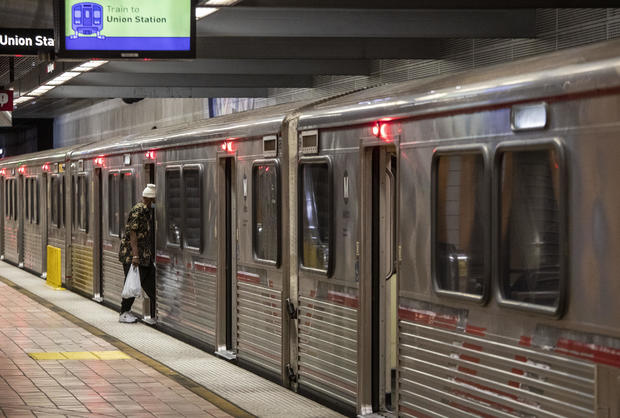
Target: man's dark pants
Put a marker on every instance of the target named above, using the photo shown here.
(147, 280)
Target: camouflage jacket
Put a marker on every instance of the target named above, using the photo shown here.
(138, 221)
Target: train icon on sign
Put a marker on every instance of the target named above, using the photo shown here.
(87, 19)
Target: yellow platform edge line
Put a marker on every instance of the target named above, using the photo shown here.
(80, 355)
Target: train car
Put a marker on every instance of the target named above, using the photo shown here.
(221, 281)
(445, 246)
(12, 228)
(86, 19)
(34, 208)
(104, 187)
(505, 238)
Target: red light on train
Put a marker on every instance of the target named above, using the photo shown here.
(228, 146)
(380, 130)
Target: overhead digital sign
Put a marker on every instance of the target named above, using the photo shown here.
(25, 41)
(126, 29)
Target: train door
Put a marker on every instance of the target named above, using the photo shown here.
(42, 202)
(20, 220)
(98, 236)
(4, 214)
(227, 245)
(377, 353)
(149, 305)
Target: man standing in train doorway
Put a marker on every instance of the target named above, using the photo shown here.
(136, 249)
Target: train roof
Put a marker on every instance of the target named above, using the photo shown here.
(568, 72)
(48, 156)
(263, 121)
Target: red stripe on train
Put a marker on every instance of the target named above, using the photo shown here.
(342, 299)
(162, 259)
(478, 331)
(248, 277)
(206, 268)
(596, 353)
(427, 318)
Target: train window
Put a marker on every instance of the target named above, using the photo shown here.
(114, 219)
(37, 209)
(266, 211)
(62, 202)
(316, 215)
(75, 203)
(126, 198)
(173, 205)
(192, 197)
(55, 201)
(530, 226)
(460, 259)
(82, 202)
(31, 200)
(27, 199)
(15, 201)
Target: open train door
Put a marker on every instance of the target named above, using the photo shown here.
(377, 353)
(225, 334)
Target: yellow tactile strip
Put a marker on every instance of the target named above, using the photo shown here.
(80, 355)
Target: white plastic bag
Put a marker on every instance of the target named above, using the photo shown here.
(132, 288)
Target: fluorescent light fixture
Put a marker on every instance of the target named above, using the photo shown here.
(63, 78)
(219, 2)
(40, 90)
(89, 65)
(205, 11)
(23, 99)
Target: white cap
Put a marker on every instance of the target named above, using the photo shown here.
(150, 191)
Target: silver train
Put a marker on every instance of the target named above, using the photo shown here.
(442, 247)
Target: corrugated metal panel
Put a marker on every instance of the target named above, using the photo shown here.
(113, 281)
(328, 348)
(259, 325)
(82, 268)
(10, 242)
(186, 301)
(451, 372)
(58, 243)
(33, 255)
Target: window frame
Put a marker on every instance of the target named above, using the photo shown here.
(82, 206)
(184, 244)
(37, 201)
(111, 174)
(15, 210)
(123, 174)
(457, 150)
(323, 159)
(27, 199)
(532, 145)
(276, 164)
(179, 168)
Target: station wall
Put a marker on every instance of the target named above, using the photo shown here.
(555, 29)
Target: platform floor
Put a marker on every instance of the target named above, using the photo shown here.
(63, 355)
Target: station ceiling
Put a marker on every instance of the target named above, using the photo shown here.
(247, 48)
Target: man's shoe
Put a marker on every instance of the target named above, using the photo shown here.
(149, 321)
(127, 318)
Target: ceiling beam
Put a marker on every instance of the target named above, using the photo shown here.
(239, 66)
(368, 23)
(99, 92)
(189, 80)
(316, 48)
(425, 4)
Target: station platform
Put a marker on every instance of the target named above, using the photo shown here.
(64, 355)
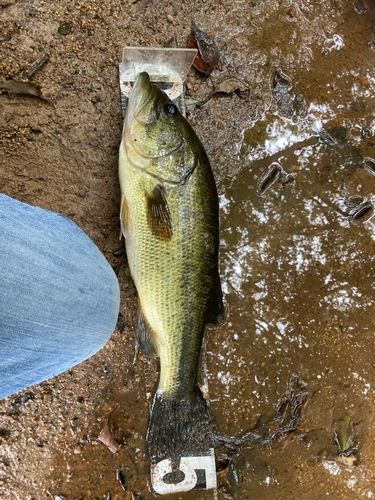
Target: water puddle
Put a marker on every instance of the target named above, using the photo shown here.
(297, 259)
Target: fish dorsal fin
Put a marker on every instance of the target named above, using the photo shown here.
(158, 215)
(217, 308)
(124, 217)
(146, 336)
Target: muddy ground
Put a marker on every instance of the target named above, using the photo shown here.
(60, 151)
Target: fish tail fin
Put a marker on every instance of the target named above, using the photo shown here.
(179, 424)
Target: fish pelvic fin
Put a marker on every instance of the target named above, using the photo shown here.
(179, 425)
(146, 336)
(124, 217)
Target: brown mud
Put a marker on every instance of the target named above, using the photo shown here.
(297, 272)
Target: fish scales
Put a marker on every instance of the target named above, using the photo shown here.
(170, 219)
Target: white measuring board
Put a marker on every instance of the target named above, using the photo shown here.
(189, 466)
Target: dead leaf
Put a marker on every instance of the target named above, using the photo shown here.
(228, 87)
(208, 55)
(105, 437)
(16, 87)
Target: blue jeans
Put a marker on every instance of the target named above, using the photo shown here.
(59, 297)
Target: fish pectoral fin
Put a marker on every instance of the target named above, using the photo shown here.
(217, 309)
(146, 336)
(124, 217)
(159, 217)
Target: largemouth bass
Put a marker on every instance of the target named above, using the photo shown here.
(170, 220)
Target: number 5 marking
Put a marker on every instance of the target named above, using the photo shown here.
(188, 465)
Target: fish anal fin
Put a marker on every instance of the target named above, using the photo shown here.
(146, 336)
(217, 308)
(159, 218)
(124, 217)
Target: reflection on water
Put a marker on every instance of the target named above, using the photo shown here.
(297, 258)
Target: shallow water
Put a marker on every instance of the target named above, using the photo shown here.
(294, 358)
(297, 254)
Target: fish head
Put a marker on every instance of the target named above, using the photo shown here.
(156, 136)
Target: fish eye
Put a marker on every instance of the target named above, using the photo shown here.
(170, 109)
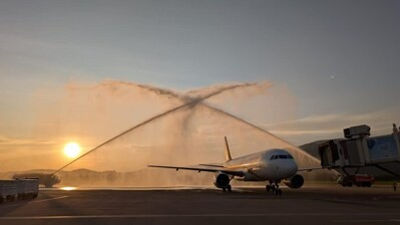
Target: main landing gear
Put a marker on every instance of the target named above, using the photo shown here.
(274, 187)
(227, 188)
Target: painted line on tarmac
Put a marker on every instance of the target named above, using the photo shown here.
(193, 215)
(35, 201)
(366, 221)
(49, 199)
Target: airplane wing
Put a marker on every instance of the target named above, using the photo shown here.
(309, 169)
(210, 168)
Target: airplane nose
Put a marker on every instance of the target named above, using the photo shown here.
(289, 169)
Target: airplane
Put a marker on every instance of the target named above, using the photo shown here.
(273, 165)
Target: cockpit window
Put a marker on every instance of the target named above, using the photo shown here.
(286, 156)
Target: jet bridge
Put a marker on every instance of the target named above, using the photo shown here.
(358, 154)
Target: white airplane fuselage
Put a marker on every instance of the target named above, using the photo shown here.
(271, 165)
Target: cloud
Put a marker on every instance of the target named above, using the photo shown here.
(9, 141)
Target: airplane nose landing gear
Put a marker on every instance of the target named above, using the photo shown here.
(274, 187)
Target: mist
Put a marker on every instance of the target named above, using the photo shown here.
(155, 126)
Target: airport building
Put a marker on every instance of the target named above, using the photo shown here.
(360, 157)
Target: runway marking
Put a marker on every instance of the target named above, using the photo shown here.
(50, 199)
(36, 201)
(198, 215)
(366, 221)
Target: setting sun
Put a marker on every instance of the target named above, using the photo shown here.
(72, 149)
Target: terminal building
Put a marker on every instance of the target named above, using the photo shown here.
(358, 157)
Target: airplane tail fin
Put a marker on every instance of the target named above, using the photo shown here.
(227, 150)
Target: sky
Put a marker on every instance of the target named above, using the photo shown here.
(338, 59)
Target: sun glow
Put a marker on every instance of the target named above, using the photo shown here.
(72, 149)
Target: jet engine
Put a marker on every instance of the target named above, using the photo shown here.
(295, 182)
(222, 180)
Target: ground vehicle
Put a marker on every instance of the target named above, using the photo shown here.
(360, 180)
(26, 188)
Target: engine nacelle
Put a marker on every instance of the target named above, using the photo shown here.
(295, 182)
(222, 180)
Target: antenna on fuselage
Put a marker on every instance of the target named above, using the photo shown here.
(227, 150)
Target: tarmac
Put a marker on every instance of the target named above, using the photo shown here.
(309, 205)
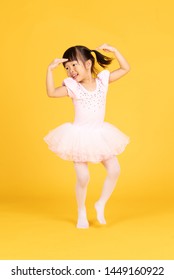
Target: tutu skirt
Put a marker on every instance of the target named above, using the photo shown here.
(81, 144)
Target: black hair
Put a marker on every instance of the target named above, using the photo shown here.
(84, 54)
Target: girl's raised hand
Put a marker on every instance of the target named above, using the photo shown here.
(56, 62)
(106, 48)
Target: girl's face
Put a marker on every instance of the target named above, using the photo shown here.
(78, 70)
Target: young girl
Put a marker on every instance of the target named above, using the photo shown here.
(88, 138)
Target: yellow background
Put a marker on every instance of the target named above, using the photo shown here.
(38, 208)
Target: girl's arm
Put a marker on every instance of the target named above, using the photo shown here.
(51, 90)
(124, 65)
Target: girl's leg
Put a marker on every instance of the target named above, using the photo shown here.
(113, 170)
(82, 175)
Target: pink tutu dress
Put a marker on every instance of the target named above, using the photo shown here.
(88, 138)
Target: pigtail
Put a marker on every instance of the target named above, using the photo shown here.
(102, 60)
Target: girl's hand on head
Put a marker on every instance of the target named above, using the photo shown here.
(56, 62)
(106, 48)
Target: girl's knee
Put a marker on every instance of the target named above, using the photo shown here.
(82, 174)
(84, 179)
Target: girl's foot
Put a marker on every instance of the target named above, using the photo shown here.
(99, 207)
(82, 219)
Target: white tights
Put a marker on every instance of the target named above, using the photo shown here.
(113, 170)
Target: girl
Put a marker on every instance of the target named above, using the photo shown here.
(88, 138)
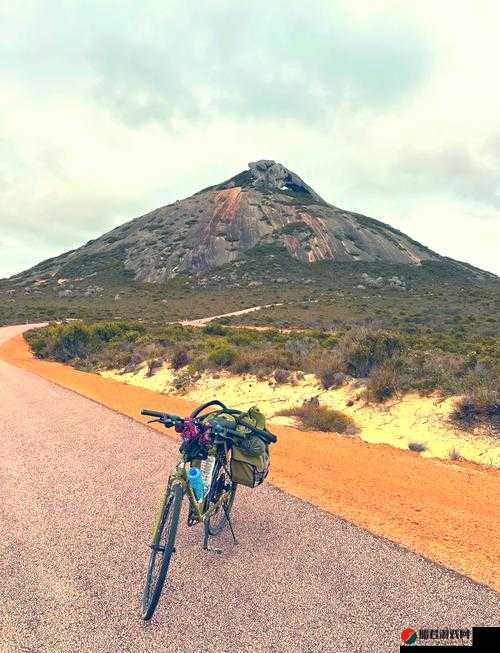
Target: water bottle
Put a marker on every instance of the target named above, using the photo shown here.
(194, 479)
(207, 470)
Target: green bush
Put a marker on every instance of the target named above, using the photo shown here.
(179, 359)
(222, 356)
(363, 349)
(383, 383)
(320, 418)
(481, 405)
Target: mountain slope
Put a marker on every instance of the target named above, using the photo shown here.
(266, 205)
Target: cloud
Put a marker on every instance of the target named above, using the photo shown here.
(108, 110)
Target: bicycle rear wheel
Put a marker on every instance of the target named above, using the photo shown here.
(161, 550)
(220, 483)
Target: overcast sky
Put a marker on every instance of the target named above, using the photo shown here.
(109, 109)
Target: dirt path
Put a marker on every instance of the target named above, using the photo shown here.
(80, 484)
(205, 320)
(448, 512)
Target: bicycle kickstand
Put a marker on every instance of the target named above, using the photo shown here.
(207, 547)
(229, 522)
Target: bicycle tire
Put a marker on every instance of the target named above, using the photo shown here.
(216, 523)
(165, 537)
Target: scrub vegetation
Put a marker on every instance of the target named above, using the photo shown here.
(389, 363)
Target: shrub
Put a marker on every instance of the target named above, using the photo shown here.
(300, 346)
(418, 447)
(214, 329)
(222, 356)
(152, 365)
(454, 454)
(281, 376)
(180, 358)
(182, 380)
(383, 383)
(480, 405)
(320, 418)
(330, 370)
(362, 349)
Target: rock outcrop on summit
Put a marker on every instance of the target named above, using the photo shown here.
(266, 206)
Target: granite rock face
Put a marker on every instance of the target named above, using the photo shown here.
(266, 206)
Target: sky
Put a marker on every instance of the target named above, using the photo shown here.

### Written task
Quote verbatim the line containing "Target: green bush" and every line after it through the end of the records above.

### Task answer
Target: green bush
Put a marker on every instance of the target named above, using the photo shown here.
(179, 359)
(222, 356)
(363, 349)
(383, 383)
(320, 418)
(481, 405)
Target: mountain slope
Put a marker on every instance of the target named above, using the photo shown here.
(266, 205)
Target: cloud
Put a marker on every instance of the target named above, using the photo shown here.
(108, 110)
Target: bicycle rear wheel
Put a marker on every instance of the target named above, using the photo shown here.
(161, 550)
(220, 483)
Target: overcast sky
Put a marker on every instance of the target named above, using the photo shown here.
(109, 109)
Target: dirt path
Put a marker on every instance of the target named above, using the photo shown here.
(80, 484)
(205, 320)
(448, 512)
Target: bicycle kickstand
Put a marker on every instance of the target named above, using the photo shown here.
(207, 547)
(229, 522)
Target: bicycle tire
Put a marker on every instance of the target named above, using the photo shown here.
(216, 523)
(165, 537)
Target: scrub vegetation
Put a marker on every instance of the target named above, using the photo shown here.
(389, 363)
Target: shrub
Put a marker on every instance of the target named above, using the photo shown here.
(300, 346)
(418, 447)
(214, 329)
(222, 356)
(152, 365)
(454, 454)
(281, 376)
(180, 358)
(182, 380)
(383, 383)
(480, 405)
(320, 418)
(330, 370)
(362, 349)
Target: rock outcrop on summit
Put a marker on every instance of the target named above, using the photo shown here.
(266, 206)
Target: granite rock face
Put a marker on every instance of the target named above, using the photo shown here.
(266, 206)
Target: sky
Put a marker on every instance of the target named above, using the photo shown here.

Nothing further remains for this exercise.